## [Written request]
Locate each line of the material below that contains the word "fence" and copy those lines.

## [Data supplied]
--

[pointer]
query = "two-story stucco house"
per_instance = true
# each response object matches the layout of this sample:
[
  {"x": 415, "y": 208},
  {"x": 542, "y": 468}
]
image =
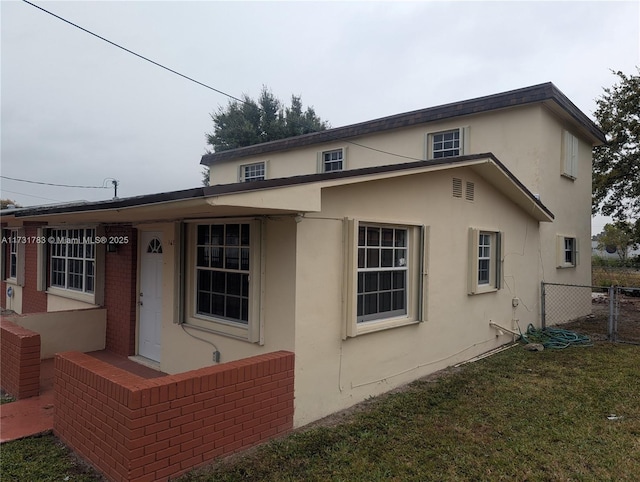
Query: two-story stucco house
[{"x": 377, "y": 252}]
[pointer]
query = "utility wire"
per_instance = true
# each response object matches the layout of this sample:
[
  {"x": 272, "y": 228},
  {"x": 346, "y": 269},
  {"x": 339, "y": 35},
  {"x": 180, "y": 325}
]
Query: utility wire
[
  {"x": 30, "y": 195},
  {"x": 132, "y": 52},
  {"x": 52, "y": 184},
  {"x": 198, "y": 82}
]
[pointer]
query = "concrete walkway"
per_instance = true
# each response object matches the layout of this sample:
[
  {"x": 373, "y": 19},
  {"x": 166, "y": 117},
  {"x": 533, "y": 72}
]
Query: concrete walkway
[
  {"x": 30, "y": 416},
  {"x": 33, "y": 416}
]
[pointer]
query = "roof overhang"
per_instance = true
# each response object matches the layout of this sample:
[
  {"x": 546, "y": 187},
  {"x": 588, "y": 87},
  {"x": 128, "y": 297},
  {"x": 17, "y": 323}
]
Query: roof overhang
[{"x": 546, "y": 94}]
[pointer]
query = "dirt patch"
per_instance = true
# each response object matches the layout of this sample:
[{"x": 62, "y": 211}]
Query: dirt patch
[{"x": 596, "y": 324}]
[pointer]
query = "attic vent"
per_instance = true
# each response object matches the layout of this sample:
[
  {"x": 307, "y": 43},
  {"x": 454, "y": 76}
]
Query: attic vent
[
  {"x": 470, "y": 191},
  {"x": 457, "y": 187}
]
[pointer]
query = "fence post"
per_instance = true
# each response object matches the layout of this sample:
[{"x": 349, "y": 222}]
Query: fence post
[
  {"x": 543, "y": 317},
  {"x": 611, "y": 310}
]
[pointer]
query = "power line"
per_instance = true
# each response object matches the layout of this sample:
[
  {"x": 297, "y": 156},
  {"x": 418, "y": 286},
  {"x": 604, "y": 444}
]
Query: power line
[
  {"x": 132, "y": 52},
  {"x": 198, "y": 82},
  {"x": 52, "y": 184},
  {"x": 30, "y": 195}
]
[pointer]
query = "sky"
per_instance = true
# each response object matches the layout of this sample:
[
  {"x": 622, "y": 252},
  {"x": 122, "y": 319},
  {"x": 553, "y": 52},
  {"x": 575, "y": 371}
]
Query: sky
[{"x": 79, "y": 111}]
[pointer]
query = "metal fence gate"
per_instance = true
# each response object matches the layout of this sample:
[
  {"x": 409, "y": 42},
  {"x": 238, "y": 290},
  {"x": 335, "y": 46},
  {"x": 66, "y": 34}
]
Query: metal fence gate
[{"x": 602, "y": 313}]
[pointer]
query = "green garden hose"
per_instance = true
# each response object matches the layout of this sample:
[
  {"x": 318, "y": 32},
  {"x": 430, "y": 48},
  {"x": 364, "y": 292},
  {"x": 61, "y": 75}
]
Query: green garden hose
[{"x": 554, "y": 338}]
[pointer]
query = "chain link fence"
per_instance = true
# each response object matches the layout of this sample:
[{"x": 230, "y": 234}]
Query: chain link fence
[{"x": 602, "y": 313}]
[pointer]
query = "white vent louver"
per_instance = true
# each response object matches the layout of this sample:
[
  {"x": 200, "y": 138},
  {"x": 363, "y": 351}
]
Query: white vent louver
[{"x": 470, "y": 191}]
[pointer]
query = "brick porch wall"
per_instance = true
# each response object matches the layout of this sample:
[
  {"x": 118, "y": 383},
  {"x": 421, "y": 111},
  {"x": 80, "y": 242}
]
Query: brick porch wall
[
  {"x": 19, "y": 360},
  {"x": 120, "y": 292},
  {"x": 135, "y": 429}
]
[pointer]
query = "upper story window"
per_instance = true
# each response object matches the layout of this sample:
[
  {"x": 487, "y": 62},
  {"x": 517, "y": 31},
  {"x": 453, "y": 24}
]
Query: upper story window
[
  {"x": 253, "y": 172},
  {"x": 72, "y": 254},
  {"x": 447, "y": 143},
  {"x": 333, "y": 160},
  {"x": 485, "y": 260},
  {"x": 569, "y": 161}
]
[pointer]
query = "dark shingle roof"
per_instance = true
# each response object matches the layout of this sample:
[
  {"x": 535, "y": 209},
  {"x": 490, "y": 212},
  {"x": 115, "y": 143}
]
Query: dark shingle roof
[{"x": 513, "y": 98}]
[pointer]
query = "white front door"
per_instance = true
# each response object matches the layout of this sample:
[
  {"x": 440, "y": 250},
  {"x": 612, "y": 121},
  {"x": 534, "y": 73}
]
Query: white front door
[{"x": 150, "y": 296}]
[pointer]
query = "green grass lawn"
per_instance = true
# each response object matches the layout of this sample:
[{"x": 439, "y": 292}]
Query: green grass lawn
[{"x": 517, "y": 415}]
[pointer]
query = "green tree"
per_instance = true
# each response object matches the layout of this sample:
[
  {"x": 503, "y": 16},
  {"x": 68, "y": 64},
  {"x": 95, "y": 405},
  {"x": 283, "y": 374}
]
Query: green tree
[
  {"x": 621, "y": 235},
  {"x": 616, "y": 165},
  {"x": 249, "y": 122},
  {"x": 4, "y": 203}
]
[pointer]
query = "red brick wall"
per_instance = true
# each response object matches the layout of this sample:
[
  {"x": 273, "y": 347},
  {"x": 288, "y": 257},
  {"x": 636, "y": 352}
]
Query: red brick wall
[
  {"x": 120, "y": 292},
  {"x": 19, "y": 360},
  {"x": 134, "y": 429},
  {"x": 33, "y": 301}
]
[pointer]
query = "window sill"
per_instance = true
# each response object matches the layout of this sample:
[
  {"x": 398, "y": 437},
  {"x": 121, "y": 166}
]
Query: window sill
[
  {"x": 73, "y": 295},
  {"x": 220, "y": 327},
  {"x": 373, "y": 326}
]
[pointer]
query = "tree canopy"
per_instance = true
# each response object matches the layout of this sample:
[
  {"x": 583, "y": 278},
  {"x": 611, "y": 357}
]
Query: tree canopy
[
  {"x": 616, "y": 165},
  {"x": 249, "y": 122},
  {"x": 5, "y": 203}
]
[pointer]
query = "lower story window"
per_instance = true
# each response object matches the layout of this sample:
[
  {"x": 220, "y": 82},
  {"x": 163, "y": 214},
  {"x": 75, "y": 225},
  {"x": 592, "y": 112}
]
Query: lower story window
[
  {"x": 223, "y": 275},
  {"x": 385, "y": 269},
  {"x": 222, "y": 271},
  {"x": 72, "y": 259},
  {"x": 567, "y": 252},
  {"x": 485, "y": 260},
  {"x": 13, "y": 254},
  {"x": 382, "y": 272}
]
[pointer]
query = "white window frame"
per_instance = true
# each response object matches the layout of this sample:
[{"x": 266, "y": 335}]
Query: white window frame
[
  {"x": 13, "y": 255},
  {"x": 245, "y": 174},
  {"x": 84, "y": 247},
  {"x": 569, "y": 156},
  {"x": 567, "y": 252},
  {"x": 413, "y": 267},
  {"x": 463, "y": 143},
  {"x": 322, "y": 162},
  {"x": 486, "y": 258},
  {"x": 249, "y": 330}
]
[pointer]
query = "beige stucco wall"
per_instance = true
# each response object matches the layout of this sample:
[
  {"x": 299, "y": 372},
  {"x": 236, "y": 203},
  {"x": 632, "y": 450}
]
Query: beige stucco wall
[
  {"x": 333, "y": 373},
  {"x": 527, "y": 139},
  {"x": 186, "y": 348},
  {"x": 74, "y": 330},
  {"x": 63, "y": 303}
]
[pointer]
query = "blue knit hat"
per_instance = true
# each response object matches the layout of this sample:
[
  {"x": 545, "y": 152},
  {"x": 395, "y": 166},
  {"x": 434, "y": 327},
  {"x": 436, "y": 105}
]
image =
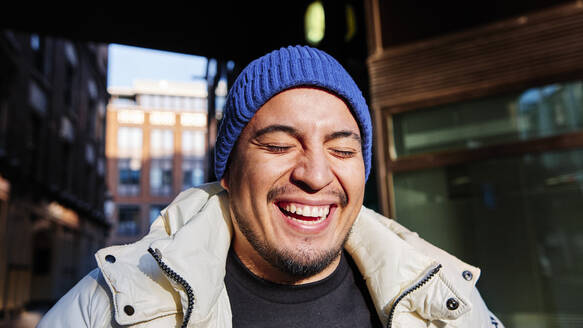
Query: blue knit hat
[{"x": 280, "y": 70}]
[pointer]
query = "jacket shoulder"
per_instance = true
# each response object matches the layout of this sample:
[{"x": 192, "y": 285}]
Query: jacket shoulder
[{"x": 87, "y": 304}]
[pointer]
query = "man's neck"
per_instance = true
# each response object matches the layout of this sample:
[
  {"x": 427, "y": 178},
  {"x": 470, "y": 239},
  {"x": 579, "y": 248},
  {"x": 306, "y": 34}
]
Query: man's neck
[{"x": 261, "y": 268}]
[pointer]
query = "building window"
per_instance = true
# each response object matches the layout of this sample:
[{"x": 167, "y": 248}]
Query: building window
[
  {"x": 162, "y": 152},
  {"x": 192, "y": 173},
  {"x": 155, "y": 212},
  {"x": 498, "y": 182},
  {"x": 129, "y": 177},
  {"x": 161, "y": 143},
  {"x": 161, "y": 176},
  {"x": 129, "y": 144},
  {"x": 128, "y": 220},
  {"x": 193, "y": 143}
]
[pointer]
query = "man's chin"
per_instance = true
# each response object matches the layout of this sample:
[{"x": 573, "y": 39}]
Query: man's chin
[{"x": 300, "y": 264}]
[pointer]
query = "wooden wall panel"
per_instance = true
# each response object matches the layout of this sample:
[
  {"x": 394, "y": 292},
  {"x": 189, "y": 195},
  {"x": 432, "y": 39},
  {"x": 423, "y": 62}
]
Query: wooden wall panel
[{"x": 529, "y": 50}]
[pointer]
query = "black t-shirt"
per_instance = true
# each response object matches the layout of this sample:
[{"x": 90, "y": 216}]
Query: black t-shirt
[{"x": 340, "y": 300}]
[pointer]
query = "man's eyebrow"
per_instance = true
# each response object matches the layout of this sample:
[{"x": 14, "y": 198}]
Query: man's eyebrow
[
  {"x": 276, "y": 128},
  {"x": 343, "y": 134}
]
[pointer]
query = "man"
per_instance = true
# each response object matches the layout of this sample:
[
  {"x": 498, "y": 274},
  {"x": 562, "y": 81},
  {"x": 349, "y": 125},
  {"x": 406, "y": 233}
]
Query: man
[{"x": 283, "y": 239}]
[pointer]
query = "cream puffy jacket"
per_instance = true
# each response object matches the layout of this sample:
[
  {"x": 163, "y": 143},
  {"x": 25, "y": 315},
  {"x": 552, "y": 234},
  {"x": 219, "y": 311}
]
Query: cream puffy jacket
[{"x": 177, "y": 271}]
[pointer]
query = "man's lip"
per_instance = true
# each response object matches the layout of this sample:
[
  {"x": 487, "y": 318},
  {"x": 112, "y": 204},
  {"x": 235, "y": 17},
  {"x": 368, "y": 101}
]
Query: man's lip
[{"x": 308, "y": 202}]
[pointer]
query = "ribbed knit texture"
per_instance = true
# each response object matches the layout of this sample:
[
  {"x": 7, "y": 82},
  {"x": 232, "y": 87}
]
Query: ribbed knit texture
[{"x": 280, "y": 70}]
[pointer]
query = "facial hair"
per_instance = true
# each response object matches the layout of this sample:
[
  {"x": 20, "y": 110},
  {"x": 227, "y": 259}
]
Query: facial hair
[{"x": 301, "y": 262}]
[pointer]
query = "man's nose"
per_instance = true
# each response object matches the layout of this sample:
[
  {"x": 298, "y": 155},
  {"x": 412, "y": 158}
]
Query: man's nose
[{"x": 313, "y": 171}]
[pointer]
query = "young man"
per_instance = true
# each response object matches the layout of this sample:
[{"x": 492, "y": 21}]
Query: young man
[{"x": 282, "y": 240}]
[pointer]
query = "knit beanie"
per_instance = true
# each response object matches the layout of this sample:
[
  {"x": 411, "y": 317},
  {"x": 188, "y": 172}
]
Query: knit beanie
[{"x": 280, "y": 70}]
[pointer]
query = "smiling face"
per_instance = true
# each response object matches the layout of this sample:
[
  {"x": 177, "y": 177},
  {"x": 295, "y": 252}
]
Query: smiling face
[{"x": 296, "y": 184}]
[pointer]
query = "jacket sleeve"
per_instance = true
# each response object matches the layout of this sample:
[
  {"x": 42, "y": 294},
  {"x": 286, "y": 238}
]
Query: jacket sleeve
[
  {"x": 87, "y": 304},
  {"x": 481, "y": 316}
]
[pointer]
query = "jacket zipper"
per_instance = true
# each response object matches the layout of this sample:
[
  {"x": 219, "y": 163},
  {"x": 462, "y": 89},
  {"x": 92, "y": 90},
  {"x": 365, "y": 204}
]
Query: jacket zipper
[
  {"x": 178, "y": 279},
  {"x": 418, "y": 285}
]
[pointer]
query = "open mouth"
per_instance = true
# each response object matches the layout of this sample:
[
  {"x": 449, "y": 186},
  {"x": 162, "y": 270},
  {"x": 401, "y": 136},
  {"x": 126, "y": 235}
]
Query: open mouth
[{"x": 305, "y": 214}]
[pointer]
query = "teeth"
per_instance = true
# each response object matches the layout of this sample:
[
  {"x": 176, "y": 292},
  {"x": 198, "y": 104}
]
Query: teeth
[
  {"x": 307, "y": 222},
  {"x": 311, "y": 211}
]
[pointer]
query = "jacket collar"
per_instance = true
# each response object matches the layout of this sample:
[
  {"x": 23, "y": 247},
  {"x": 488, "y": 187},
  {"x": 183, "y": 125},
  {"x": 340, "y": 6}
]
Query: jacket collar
[{"x": 194, "y": 242}]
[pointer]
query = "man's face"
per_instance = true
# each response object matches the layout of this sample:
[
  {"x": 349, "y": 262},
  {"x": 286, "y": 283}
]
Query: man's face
[{"x": 296, "y": 183}]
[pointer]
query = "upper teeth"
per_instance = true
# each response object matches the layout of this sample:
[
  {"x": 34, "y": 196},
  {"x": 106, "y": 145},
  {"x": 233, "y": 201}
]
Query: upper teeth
[{"x": 305, "y": 210}]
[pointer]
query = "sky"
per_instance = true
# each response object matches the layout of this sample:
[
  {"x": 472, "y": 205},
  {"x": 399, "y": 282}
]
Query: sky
[{"x": 126, "y": 63}]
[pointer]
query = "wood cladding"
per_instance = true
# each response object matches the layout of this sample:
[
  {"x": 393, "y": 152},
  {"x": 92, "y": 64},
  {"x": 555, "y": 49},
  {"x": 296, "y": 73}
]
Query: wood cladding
[{"x": 539, "y": 48}]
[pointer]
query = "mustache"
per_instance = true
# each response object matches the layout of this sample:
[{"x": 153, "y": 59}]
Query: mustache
[{"x": 278, "y": 191}]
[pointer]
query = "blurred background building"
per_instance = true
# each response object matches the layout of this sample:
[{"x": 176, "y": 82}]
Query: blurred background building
[
  {"x": 157, "y": 146},
  {"x": 477, "y": 106},
  {"x": 52, "y": 165}
]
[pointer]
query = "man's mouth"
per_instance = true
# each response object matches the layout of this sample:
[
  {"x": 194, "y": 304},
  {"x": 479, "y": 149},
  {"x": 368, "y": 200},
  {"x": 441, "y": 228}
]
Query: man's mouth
[{"x": 306, "y": 214}]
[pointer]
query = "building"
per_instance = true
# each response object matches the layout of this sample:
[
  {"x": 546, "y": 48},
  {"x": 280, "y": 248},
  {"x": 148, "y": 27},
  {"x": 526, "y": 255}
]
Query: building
[
  {"x": 479, "y": 143},
  {"x": 157, "y": 146},
  {"x": 52, "y": 166}
]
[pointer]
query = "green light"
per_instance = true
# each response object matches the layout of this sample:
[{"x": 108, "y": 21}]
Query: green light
[{"x": 315, "y": 23}]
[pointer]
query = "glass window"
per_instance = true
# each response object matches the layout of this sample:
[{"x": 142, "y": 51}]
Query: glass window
[
  {"x": 129, "y": 142},
  {"x": 518, "y": 218},
  {"x": 192, "y": 173},
  {"x": 155, "y": 211},
  {"x": 193, "y": 143},
  {"x": 161, "y": 143},
  {"x": 161, "y": 177},
  {"x": 128, "y": 218},
  {"x": 538, "y": 112},
  {"x": 129, "y": 171}
]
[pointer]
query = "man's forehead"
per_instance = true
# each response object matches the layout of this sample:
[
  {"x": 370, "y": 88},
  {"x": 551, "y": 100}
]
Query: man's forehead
[{"x": 304, "y": 103}]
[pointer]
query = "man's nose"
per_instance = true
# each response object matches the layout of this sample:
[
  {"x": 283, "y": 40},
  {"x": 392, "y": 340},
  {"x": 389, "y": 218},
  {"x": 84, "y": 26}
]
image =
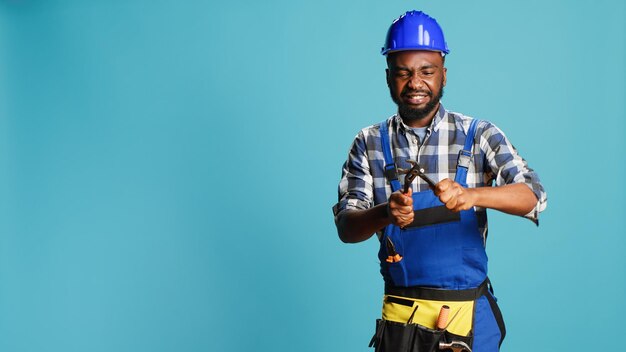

--

## [Result for this task]
query = "fence post"
Query: fence post
query = "metal fence gate"
Query: metal fence gate
query = "chain link fence"
Query: chain link fence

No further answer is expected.